--- START Passage provided ---

Duplicates Removal and Stack Set
In this section we discuss the following problem. There are many collections that contain duplicates and it’s necessary to remove duplicates from each collection. Typically, collections are formed in runtime, e.g. by merging of other collections. There are different approaches for this problem:
- Pass each collection through hash table, i.e. use HashSet.
- If the total number of possible elements is predefined then it’s possible to allocate a bit set where each position represents one element and traverse collection setting corresponding bit to 1 for each element.
- Sort each collection and traverse sorted list excluding duplicates.
The code below presents a StackSet which combines first two approaches eliminating overheads on allocation and clean up of temporary structures. It’s logic may be described as follows:
- StackSet is an open addressing hash table where all elements are linked in order of their insertion by means of pointers.
- add() method inserts an element to the table and target a corresponding pointer to the previous element. lastWritePosition points to the last inserted element.
- poll() method returns an element which is pointed by lastWritePosition, cleans it’s position, and switches lastWritePosition to the previous element.

--- END Passage provided ---
--- START Dataset extract ---

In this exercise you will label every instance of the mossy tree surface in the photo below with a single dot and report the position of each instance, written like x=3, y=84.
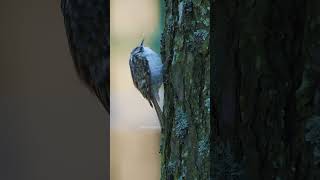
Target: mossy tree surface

--- END Dataset extract ---

__What is needed__.
Decide whether each statement below agrees with the duplicates removal section above. Answer yes or no for each, and quote the words of the section that decide it.
1. Collections are typically formed at compile time.
2. StackSet is an open addressing hash table.
3. The poll() method switches lastWritePosition to the next element.

__Exercise answer__.
1. No: "Typically, collections are formed in runtime"
2. Yes: "StackSet is an open addressing hash table"
3. No: "switches lastWritePosition to the previous element"